### Supplied information

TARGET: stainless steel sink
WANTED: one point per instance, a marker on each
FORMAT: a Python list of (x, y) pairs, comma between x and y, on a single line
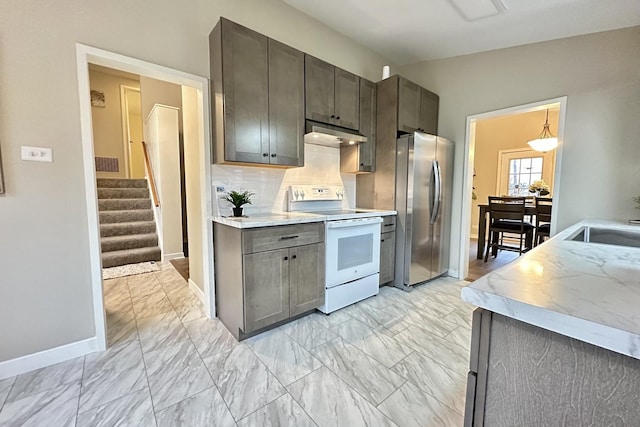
[(606, 236)]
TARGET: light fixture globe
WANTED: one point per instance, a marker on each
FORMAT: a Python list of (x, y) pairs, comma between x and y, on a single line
[(545, 141)]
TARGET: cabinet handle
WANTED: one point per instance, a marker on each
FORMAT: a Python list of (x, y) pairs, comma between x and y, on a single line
[(289, 237)]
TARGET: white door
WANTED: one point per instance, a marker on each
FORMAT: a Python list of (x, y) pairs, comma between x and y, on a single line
[(517, 169)]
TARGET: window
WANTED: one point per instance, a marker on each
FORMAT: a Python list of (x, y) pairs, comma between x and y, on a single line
[(522, 172)]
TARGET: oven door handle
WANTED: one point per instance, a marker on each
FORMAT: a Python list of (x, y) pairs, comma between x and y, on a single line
[(354, 223)]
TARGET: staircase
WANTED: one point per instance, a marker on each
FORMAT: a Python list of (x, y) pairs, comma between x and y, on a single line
[(127, 227)]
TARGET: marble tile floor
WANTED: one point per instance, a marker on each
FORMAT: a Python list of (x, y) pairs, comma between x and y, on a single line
[(396, 359)]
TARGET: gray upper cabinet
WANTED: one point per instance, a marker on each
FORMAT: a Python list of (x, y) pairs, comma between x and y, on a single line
[(417, 108), (409, 98), (429, 106), (250, 126), (332, 94), (368, 126), (240, 70), (319, 83), (286, 105), (347, 99)]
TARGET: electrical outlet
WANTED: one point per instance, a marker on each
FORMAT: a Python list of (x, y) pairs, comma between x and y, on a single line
[(36, 154)]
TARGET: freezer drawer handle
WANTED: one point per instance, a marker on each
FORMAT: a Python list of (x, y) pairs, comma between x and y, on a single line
[(289, 237)]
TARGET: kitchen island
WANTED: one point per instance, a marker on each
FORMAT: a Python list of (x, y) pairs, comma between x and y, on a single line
[(556, 340)]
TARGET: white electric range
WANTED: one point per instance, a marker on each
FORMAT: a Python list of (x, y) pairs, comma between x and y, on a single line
[(352, 244)]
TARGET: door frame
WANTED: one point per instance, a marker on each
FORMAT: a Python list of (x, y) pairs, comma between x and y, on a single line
[(469, 158), (124, 108), (86, 55)]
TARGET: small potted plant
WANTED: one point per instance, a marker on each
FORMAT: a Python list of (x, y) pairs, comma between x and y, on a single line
[(539, 187), (238, 199)]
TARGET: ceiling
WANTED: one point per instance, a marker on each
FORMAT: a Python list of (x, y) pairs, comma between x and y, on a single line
[(409, 31)]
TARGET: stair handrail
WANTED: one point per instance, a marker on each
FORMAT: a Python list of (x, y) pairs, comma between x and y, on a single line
[(152, 181)]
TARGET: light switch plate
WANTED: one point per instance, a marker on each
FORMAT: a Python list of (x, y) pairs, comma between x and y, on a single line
[(36, 154)]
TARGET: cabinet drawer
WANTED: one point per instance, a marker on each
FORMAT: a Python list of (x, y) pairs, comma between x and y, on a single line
[(270, 238), (388, 223)]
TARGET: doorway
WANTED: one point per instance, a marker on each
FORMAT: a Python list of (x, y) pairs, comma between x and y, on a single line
[(132, 131), (199, 89), (473, 155)]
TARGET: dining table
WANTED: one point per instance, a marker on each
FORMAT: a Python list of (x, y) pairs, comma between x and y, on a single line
[(529, 209)]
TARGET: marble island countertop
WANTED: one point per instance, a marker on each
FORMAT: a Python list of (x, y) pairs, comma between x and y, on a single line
[(587, 291), (269, 219)]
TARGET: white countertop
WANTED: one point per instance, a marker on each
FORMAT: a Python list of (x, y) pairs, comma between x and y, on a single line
[(587, 291), (269, 219)]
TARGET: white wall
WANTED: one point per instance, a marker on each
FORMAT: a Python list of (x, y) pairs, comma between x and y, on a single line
[(599, 73), (161, 128), (45, 289), (193, 152), (322, 166)]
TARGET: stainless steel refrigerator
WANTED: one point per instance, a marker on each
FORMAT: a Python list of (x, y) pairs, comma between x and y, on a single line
[(423, 191)]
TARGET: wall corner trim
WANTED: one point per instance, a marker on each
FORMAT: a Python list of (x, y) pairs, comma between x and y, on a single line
[(41, 359), (198, 292)]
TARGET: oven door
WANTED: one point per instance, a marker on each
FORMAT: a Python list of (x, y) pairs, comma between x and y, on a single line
[(353, 249)]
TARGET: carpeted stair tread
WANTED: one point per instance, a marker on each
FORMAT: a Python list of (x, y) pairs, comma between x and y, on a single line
[(127, 228), (133, 241), (123, 193), (121, 183), (110, 217), (123, 204), (130, 256)]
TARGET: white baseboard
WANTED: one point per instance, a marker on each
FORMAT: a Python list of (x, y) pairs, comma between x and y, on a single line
[(198, 292), (169, 257), (41, 359)]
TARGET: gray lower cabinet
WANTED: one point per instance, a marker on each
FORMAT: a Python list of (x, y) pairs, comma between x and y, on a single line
[(417, 108), (257, 94), (267, 275), (332, 94), (523, 375), (387, 249)]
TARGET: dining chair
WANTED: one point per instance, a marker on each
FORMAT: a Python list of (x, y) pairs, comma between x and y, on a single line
[(507, 217), (543, 218)]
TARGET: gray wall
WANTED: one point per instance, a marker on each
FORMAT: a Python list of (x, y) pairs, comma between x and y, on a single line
[(45, 290), (599, 74)]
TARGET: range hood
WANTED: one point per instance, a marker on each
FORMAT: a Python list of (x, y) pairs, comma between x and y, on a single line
[(330, 135)]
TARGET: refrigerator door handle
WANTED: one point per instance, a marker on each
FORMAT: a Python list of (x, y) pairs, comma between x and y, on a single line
[(436, 180)]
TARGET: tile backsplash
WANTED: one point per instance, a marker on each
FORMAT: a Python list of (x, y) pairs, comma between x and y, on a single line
[(270, 185)]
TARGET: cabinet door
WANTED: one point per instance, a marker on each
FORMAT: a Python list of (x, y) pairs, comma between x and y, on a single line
[(266, 288), (246, 94), (319, 85), (306, 275), (367, 157), (409, 99), (347, 99), (387, 256), (286, 105), (429, 104)]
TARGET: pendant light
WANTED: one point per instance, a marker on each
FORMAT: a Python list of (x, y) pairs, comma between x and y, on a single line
[(545, 141)]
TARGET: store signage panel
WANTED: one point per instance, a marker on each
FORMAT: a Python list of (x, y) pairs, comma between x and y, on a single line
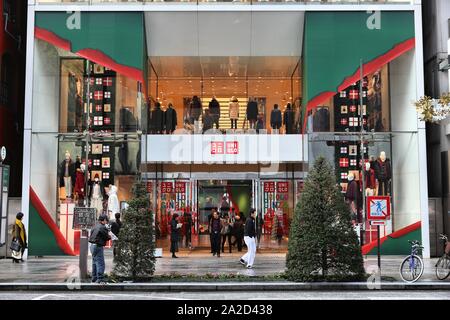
[(227, 148)]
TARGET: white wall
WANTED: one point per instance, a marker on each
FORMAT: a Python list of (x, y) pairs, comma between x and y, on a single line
[(44, 142), (405, 150)]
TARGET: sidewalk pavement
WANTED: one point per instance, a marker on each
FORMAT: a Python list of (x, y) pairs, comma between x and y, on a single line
[(59, 273)]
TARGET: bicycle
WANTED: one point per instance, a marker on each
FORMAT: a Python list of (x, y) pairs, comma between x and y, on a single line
[(443, 264), (412, 266)]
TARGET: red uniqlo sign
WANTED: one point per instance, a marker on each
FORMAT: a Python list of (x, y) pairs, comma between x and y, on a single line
[(217, 147), (269, 187), (180, 187), (378, 208), (166, 187), (233, 147), (283, 187)]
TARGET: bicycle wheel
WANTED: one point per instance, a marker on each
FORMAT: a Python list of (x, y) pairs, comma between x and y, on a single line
[(443, 267), (411, 269)]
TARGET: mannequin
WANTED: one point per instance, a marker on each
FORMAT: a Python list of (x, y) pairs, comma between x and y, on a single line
[(369, 176), (353, 197), (67, 175), (113, 202), (97, 194), (383, 174), (79, 184)]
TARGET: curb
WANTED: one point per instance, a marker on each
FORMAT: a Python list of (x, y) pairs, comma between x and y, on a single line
[(230, 286)]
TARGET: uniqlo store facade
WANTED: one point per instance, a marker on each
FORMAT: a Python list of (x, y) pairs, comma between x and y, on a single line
[(110, 90)]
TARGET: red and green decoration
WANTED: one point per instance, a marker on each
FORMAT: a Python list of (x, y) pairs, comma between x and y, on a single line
[(332, 55), (115, 40)]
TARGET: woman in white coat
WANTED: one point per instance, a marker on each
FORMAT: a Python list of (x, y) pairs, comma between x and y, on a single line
[(234, 112), (113, 203)]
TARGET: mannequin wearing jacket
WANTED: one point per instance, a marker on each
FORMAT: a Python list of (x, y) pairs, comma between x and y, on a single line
[(97, 194), (383, 174), (67, 175), (234, 112), (370, 180), (79, 184), (113, 202)]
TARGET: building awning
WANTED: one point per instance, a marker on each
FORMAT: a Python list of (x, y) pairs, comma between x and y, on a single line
[(115, 40), (335, 42)]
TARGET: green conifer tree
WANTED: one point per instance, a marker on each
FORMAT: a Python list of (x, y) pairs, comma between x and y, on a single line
[(322, 243), (135, 258)]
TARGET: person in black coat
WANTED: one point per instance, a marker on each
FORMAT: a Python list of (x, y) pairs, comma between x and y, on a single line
[(275, 118), (170, 119), (157, 119), (174, 235), (252, 112), (214, 111), (288, 119)]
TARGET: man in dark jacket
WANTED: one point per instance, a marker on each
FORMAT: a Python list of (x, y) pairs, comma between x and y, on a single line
[(115, 229), (275, 118), (215, 228), (214, 110), (252, 112), (99, 237), (249, 238)]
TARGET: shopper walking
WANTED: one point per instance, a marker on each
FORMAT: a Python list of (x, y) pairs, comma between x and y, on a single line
[(99, 237), (214, 111), (215, 227), (226, 232), (252, 112), (115, 229), (275, 118), (174, 234), (19, 239), (249, 238), (234, 112), (238, 232)]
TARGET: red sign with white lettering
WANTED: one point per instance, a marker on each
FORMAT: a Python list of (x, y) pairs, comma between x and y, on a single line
[(283, 187), (269, 187), (166, 187)]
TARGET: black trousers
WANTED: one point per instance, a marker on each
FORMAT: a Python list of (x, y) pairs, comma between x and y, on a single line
[(224, 238), (216, 242)]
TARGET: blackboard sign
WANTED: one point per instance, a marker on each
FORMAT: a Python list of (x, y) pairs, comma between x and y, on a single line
[(84, 218)]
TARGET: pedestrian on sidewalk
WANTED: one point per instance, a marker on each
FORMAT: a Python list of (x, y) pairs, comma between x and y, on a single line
[(249, 238), (174, 234), (115, 229), (99, 237), (215, 227), (19, 234), (238, 232), (226, 232)]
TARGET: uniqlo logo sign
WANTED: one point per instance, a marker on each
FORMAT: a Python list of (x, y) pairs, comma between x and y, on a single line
[(166, 187), (269, 187), (217, 147), (233, 147), (282, 187)]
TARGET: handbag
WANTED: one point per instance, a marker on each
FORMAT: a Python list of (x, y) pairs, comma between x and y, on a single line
[(15, 245)]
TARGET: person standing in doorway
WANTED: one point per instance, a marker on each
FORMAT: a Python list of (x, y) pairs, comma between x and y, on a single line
[(115, 229), (234, 112), (214, 111), (275, 118), (249, 238), (215, 227), (226, 232), (238, 231), (19, 234), (174, 234), (252, 112), (99, 237)]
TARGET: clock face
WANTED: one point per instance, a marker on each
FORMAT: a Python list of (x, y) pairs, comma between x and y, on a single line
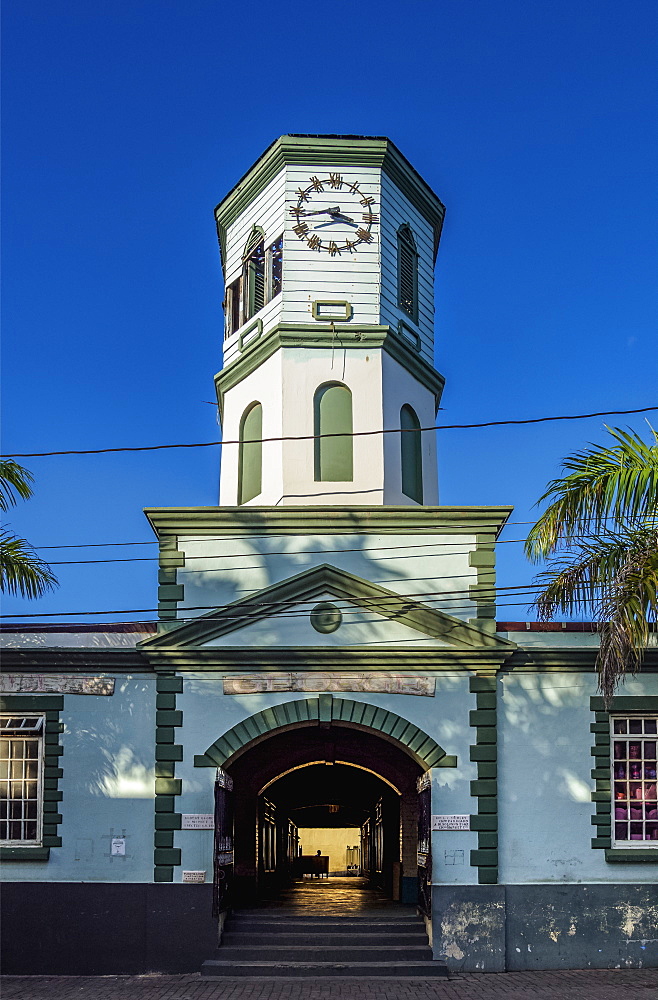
[(333, 215)]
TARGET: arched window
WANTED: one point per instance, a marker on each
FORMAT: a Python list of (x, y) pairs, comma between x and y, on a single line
[(411, 454), (250, 459), (407, 272), (332, 407)]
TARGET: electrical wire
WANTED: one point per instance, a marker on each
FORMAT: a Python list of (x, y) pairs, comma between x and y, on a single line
[(313, 437), (433, 595)]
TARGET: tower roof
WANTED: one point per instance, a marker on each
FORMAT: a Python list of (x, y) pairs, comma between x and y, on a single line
[(332, 150)]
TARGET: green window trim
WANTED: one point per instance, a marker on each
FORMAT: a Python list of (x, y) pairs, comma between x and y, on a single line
[(332, 414), (52, 751), (250, 454), (411, 454), (602, 776)]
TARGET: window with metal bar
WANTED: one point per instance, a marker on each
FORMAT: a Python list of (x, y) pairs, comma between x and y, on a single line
[(635, 801), (21, 765)]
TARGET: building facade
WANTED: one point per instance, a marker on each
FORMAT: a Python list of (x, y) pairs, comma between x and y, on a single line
[(327, 651)]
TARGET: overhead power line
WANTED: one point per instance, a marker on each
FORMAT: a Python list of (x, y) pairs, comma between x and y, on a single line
[(313, 437), (419, 598)]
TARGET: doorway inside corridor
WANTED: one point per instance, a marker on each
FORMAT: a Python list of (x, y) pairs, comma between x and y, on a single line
[(346, 792)]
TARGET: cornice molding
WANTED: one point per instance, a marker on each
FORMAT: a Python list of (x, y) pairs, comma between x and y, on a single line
[(326, 520), (304, 588), (309, 337)]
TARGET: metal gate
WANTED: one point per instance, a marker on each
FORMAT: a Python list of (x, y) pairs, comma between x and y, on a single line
[(424, 786), (223, 846)]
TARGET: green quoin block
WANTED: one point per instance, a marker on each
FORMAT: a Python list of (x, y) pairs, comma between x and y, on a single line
[(167, 821), (166, 718), (166, 856), (165, 702), (168, 786), (166, 684), (488, 822), (486, 857), (486, 786), (168, 751), (481, 684), (482, 718)]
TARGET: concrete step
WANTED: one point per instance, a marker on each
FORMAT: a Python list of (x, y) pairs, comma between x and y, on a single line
[(343, 925), (267, 938), (217, 968), (324, 953)]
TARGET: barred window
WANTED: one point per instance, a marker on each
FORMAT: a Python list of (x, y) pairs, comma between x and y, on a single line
[(21, 753), (635, 802)]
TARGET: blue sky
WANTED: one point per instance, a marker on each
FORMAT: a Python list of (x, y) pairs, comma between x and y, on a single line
[(126, 122)]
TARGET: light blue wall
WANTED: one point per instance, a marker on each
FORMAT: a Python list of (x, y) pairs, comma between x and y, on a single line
[(208, 713), (108, 788), (544, 782)]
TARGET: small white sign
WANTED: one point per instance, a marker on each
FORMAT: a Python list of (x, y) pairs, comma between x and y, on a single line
[(197, 821), (454, 822), (194, 876)]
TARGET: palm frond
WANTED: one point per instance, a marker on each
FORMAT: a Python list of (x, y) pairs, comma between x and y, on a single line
[(21, 571), (603, 487), (14, 483)]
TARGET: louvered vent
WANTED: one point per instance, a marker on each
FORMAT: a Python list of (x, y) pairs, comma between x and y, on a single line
[(407, 273)]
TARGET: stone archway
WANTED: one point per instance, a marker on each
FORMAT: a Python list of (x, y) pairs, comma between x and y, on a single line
[(327, 730)]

######

Exercise
Retype the lines above exactly, starting at the line that contains "TARGET: uniqlo logo sign" and stopping after the line that contains "[(411, 454), (250, 459), (407, 272), (332, 407)]". Leave the pictures out.

Answer below
TARGET: uniqlo logo sign
WANTED: one point per instance, a marker on each
FORMAT: a Python list of (x, y) pairs, comma between x and y, on a single line
[(166, 187), (269, 187), (217, 147), (233, 147), (282, 187)]
TARGET: handbag
WANTED: one point per instance, a marker on each
FORMAT: a Python list of (x, y) pairs, comma between x and y, on a single line
[(15, 245)]
TARGET: person standing in doorway
WANTED: one point per instance, a marker on each
FORMAT: a Python list of (x, y) pairs, comma between x and y, on a single line
[(115, 229), (234, 112), (214, 111), (275, 118), (249, 238), (215, 227), (226, 232), (238, 231), (19, 234), (174, 234), (252, 112), (99, 237)]
TARGET: clock face
WANTED: one point per instance, a marker on each
FORMAT: a Python list of (x, y) pairs, comma between x and y, on a single line
[(333, 215)]
TARGET: arched window
WANTED: one point per instance, a marker on each
FORMAT: a Python list of (x, y) pairs, comma between x and y, on a single line
[(411, 454), (250, 459), (407, 272), (332, 407)]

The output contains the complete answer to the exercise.